# PASSAGE TO READ
* START *
Crystal is the debut album by Japanese sister duo Double, released on June 2, 1999 by For Life Music Entertainment. The first press edition of the album came with the CD case with a clear background, and a back insert with the duo posing with the track names on the left side. Inside the case comes with a photobook with different pages consisting of red, orange, yellow, green, blue, and pink spelling Double letter by letter. The RIAJ has certified it 2× platinum, recognizing over 600,000+ shipments throughout Japan.  On the Oricon charts, the album's peak position was number two.

History
Double had previously released two singles without much success. Their debut single, "For Me" was a commercial failure, and their follow-up single, "Desire" failed to make a big impression with sales.

Their third single "Bed" gained some recognition in Japan and their fourth single "Shake" was their first successful single selling over 100,000 copies, becoming the only single to sell more than 100,000 copies. It would be their final single as a sister duo before Sachiko's death two months after the single's release.
* END *
# GIVEN EXERCISE 1
According to the passage about the album Crystal, what was the album's peak position on the Oricon charts?
# GIVEN EXERCISE 2
Carry on the passage about Double's album Crystal, picking up after its final sentence.

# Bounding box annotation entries
* START *
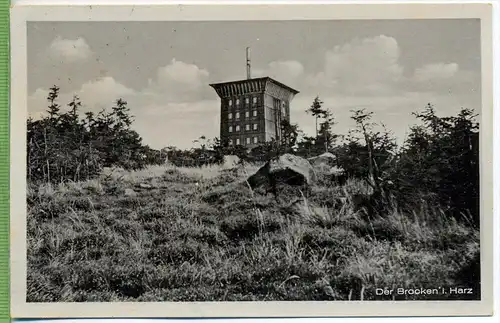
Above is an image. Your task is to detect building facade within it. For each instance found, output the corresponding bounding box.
[210,77,299,149]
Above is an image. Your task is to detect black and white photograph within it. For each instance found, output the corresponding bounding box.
[9,5,491,315]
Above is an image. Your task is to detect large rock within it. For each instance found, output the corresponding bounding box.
[308,153,337,167]
[247,154,316,189]
[222,155,240,169]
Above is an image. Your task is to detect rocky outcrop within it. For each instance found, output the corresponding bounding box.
[308,153,337,166]
[247,154,316,193]
[222,155,241,169]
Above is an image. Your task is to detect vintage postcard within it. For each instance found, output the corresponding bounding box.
[11,3,493,318]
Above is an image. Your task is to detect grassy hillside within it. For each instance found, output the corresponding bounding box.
[27,165,479,302]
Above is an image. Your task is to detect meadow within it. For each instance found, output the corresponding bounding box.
[27,164,480,302]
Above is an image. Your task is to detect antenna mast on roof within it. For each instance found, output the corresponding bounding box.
[247,47,252,80]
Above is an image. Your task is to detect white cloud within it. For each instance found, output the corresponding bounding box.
[77,76,137,107]
[414,63,459,82]
[307,35,403,95]
[49,36,93,63]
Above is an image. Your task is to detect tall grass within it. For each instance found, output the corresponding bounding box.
[27,165,479,302]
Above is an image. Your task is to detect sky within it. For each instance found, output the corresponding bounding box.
[27,19,481,149]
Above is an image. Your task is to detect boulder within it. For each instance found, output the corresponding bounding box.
[247,154,316,190]
[124,188,137,197]
[222,155,240,168]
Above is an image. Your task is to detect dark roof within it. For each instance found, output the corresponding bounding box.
[210,76,299,94]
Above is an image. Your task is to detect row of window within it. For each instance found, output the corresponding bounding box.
[229,123,258,132]
[228,96,257,107]
[229,137,259,146]
[227,110,257,120]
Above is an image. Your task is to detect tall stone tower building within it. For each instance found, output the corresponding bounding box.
[210,49,299,148]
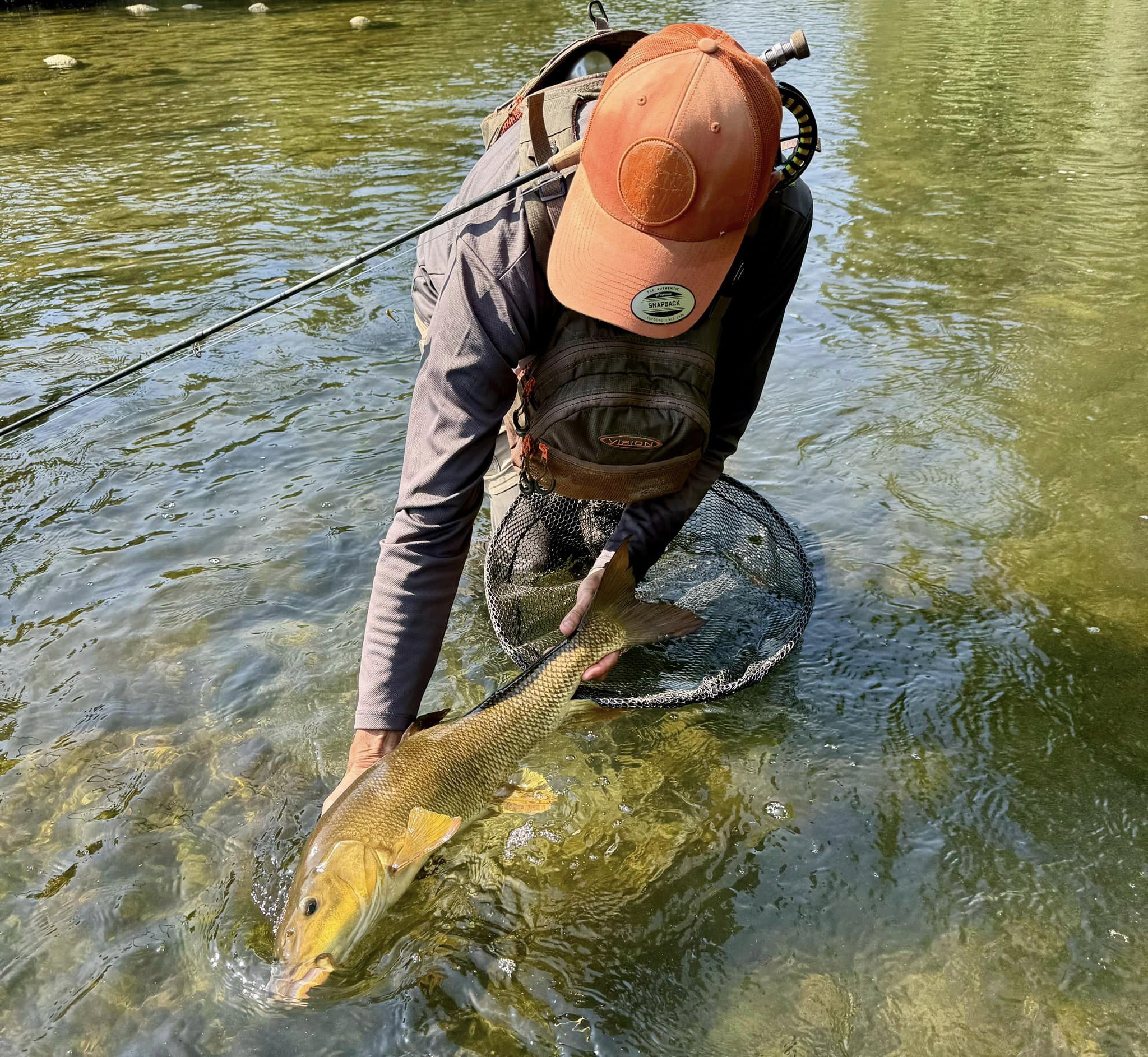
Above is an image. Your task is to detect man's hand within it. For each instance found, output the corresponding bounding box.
[322,730,403,814]
[558,551,622,683]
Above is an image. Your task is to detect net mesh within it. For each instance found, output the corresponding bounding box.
[485,475,816,708]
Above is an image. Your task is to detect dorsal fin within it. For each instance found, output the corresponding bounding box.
[399,708,450,744]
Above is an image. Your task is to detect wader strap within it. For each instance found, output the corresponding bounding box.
[526,91,553,165]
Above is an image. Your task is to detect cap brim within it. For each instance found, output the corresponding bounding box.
[547,170,745,337]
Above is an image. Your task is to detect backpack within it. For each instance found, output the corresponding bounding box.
[482,3,728,503]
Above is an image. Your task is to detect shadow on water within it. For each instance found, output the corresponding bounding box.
[0,0,1148,1057]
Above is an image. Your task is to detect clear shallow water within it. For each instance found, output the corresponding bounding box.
[0,0,1148,1057]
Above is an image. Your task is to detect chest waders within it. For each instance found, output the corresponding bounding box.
[482,2,816,504]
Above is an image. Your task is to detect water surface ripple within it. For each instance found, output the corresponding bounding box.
[0,0,1148,1057]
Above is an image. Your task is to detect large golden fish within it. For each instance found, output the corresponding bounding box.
[269,544,701,1000]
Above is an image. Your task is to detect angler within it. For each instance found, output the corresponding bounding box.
[325,12,816,808]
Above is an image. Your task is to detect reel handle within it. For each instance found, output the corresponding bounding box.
[761,30,809,70]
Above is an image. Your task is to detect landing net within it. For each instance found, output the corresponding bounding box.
[485,475,816,708]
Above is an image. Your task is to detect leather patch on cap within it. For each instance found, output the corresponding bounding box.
[618,138,698,227]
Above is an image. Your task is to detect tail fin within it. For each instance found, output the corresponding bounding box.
[585,541,705,650]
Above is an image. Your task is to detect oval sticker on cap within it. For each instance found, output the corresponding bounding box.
[630,282,697,325]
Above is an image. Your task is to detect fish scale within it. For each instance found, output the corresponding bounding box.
[316,623,624,849]
[269,544,701,1001]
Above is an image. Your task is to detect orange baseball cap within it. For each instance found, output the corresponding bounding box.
[547,23,782,337]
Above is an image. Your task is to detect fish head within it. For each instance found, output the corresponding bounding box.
[267,840,394,1002]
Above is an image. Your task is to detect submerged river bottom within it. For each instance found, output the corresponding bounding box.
[0,0,1148,1057]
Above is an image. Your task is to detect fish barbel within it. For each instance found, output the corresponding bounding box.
[269,543,702,1001]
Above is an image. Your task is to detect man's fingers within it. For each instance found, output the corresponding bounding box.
[582,650,622,683]
[558,569,603,634]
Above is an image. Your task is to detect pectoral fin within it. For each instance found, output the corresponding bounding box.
[390,808,462,870]
[498,767,558,815]
[399,708,450,741]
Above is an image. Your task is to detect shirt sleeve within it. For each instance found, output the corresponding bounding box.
[355,229,537,730]
[606,180,813,578]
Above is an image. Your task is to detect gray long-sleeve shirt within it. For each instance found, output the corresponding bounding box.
[355,119,813,730]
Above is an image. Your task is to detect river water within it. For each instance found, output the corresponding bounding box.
[0,0,1148,1057]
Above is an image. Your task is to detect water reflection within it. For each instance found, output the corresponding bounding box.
[0,0,1148,1057]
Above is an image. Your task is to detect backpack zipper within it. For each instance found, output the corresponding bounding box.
[531,341,716,378]
[530,392,710,437]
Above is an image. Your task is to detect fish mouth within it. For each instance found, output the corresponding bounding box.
[267,955,334,1004]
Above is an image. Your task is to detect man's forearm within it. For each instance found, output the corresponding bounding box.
[355,490,482,730]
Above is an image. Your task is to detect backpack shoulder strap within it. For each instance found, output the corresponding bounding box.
[518,73,606,271]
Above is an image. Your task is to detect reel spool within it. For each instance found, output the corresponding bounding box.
[761,30,821,189]
[774,80,821,189]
* END *
# WRITTEN REPLY 1
Number two.

# WRITTEN REPLY 2
On May 21, 1999, Sachiko suddenly passed away from a subarachnoid hemorrhage at the age of 25 just two weeks before their debut album
was released. Takako was devastated by the loss of her sister and took a break from her music career.

Track listing

Personnel
Doublelead vocals, lyrics 
Sachiko Hirasawabass, chorus
Ryosuke Imaichorus
Takako Hirasawavocal direction

Production
Produced by Ryosuke Imai, Ryosuke Imai for For Life Music Entertainment
Co-produced by Takako
Executive Production by Maestro-T

Charts
Oricon Sales Chart (Japan)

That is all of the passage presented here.